Goal — Keep writing the passage on nature connection and regenerative values, starting right after its last sentence.

Selected excerpt —
Deepen global understanding of the importance of nature connection for cultivating regenerative values. While research on the health benefits of nature connection abound and is gaining increasing public attention, studies remain fragmented and often biased towards groups in the industrialized Global North. Researchers can play an important role in elevating the role of nature connection as a regenerative solution.

  • Expand the scope of research to low-income countries and the Global South, ensure studies are long-term, and integrate an understanding of the complex variety of factors that influence the human-nature connection.
  • Ensure that research is rigorous, well-designed, and interdisciplinary.
  • Balance research on nature connection with research on nature disconnection, which has been largely overlooked.


Integrate the connection with nature into educational programs and school curricula. Many conventional education systems privilege scientific and intellectual knowledge over emotional and relational experiences, which can have the effect of creating separateness between humans and the rest of nature. Educators are uniquely positioned to foster important connections to nature among children and youth.

  • Educators can draw inspiration from pedagogies that nurture sensory connection with nature, unstructured play, and experiential learning to restore children’s relationships with nature. These include the growing global network of Forest Schools, the Outward Bound model, and the Montessori philosophy.
  • Make nature connection a pillar of education and childhood experience. The pervasiveness of parental fears about children being outdoors is entrenched in disconnection with nature. Reversing these trends can address the increasing prevalence of eco-anxiety among children and young people and instill values of kinship, reciprocity, and stewardship for the natural world, which are critical for transitioning to regenerative societies.
  • It is important for nature-based education to be informed by decolonized perspectives while acknowledging and drawing on the varied knowledge systems of Indigenous peoples.
  • There is a growing network of educators and institutions working to make nature an integral part of education. These include the Natural Start Alliance and the Children and Nature Network, which provides guidance and case studies on restoring children’s relationships with nature from greening schoolyards.


Provide opportunities for children to be in nature on a regular basis. These opportunities are inherently beneficial for the physical and mental health of children. Not only can it improve memory, but it also increases the likelihood of them developing into confident, independent, and conscientious adults.

Nonprofits and Advocacy Organizations

Leverage nature connectedness as a means of achieving climate and nature goals. Campaigning and advocacy have historically been focused on conveying rational, intellectual arguments on the need to transform systems to avert climate and biosphere breakdown. While these are critical, they overlook the importance of tending to a deeper realm of the human psyche to bring about change.

Stored records —
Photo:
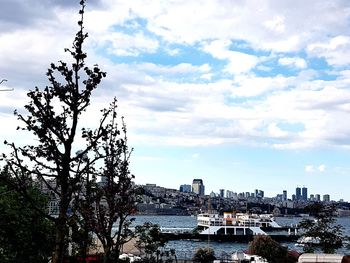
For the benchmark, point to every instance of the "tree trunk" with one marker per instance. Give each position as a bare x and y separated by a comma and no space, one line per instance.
59,244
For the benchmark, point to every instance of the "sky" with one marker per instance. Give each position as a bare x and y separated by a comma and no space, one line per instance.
243,94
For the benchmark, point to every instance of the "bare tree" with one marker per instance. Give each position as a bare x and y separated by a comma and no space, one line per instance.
53,116
115,198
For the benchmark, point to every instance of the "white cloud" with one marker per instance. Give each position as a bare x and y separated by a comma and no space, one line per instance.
295,62
121,44
335,50
322,168
276,24
238,62
312,168
309,168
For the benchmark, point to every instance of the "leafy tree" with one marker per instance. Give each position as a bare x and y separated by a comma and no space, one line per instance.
269,249
323,228
204,255
53,119
25,235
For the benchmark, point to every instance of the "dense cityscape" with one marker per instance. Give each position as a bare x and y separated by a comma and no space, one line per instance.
191,199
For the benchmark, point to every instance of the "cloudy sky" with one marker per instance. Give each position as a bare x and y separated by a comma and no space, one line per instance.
243,94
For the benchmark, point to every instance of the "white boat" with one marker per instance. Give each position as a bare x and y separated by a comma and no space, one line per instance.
235,223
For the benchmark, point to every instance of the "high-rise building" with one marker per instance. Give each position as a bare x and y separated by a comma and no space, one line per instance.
298,193
261,193
284,198
318,197
304,193
198,186
185,188
222,193
326,198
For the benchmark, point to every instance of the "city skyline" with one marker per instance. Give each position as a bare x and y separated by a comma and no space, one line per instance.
240,94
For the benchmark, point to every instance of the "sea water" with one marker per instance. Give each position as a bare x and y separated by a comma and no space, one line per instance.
186,248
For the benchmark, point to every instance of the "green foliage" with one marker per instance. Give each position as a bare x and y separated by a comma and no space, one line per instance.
323,228
25,235
204,255
269,249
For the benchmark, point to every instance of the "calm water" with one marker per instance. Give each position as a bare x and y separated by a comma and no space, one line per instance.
185,248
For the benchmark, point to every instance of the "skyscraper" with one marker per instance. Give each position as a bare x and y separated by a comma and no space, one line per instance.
298,193
326,198
222,193
284,197
304,193
185,188
198,186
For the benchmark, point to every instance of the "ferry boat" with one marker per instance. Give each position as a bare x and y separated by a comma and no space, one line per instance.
235,224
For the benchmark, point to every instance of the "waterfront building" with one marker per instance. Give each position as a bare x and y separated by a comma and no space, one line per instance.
185,188
222,193
312,197
298,193
304,193
261,194
318,198
284,198
229,194
326,198
198,187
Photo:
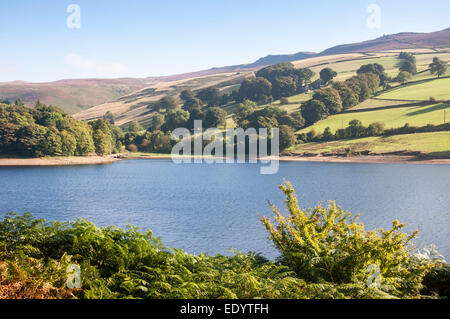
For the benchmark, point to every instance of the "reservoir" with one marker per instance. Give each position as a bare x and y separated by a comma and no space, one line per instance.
204,208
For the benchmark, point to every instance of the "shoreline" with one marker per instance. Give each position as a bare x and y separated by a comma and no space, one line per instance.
63,161
100,160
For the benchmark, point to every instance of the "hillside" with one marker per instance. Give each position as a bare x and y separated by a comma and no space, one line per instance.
71,95
134,106
77,95
405,40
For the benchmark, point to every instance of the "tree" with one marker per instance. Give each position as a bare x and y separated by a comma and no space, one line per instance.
403,76
330,98
210,96
409,63
258,89
327,74
376,69
109,116
348,96
287,137
168,103
195,115
175,119
215,117
135,127
355,129
327,135
313,111
271,73
438,67
283,86
187,95
157,122
191,104
409,67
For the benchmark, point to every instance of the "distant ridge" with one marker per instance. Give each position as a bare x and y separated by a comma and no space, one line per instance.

Answer for this exercise —
  • Nonprofits should go beyond purely rational, science-based climate and conservation efforts by making nature connectedness an integral part of their political advocacy and campaigning and including more spiritual and place-based approaches to their work.


Make nature connection a fundamental part of your company’s culture. Doing so can improve employee well-being and retention and boost the resilience of your business.


Integrate the human-nature connection into all aspects of policy. The centrality of human-nature relationships in public policy is growing but needs to be strengthened and made a core goal of decision-making. Policy-makers at varying levels of governance have a fundamental role to play in restoring human relationships with nature. Doing so can reduce social and healthcare costs, boost societal resilience, and increase the effectiveness of climate and nature policies.

  • Education policy. Reshape public education with the human-nature connection at its heart, promoting direct experience of nature rather than simply knowledge-based objectives. Making nature connectedness a core goal of early childhood education is key to cultivating a strong environmental identity from a young age.
  • Social policy. Remove barriers to connecting with nature for all groups, regardless of ethnicity, gender, or socio-economic status. The WHO recommends that every human have access to a green space within 300 meters of where they live, yet access to nature is often restricted to a privileged minority. Groups like Black2Nature, Wild in the City, and initiatives such as the 3-30-300 Rule are working to address this disparity and structural discrimination.
  • Urban design. Ensure that connection to nature is equitable and accessible for all by incorporating nature into existing urban environments and making it an integral part of all new construction. This toolkit from the Children & Nature Network and urban rewilding in cities like Singapore and Haerbin can serve as models for urban design that boosts human relationships with nature.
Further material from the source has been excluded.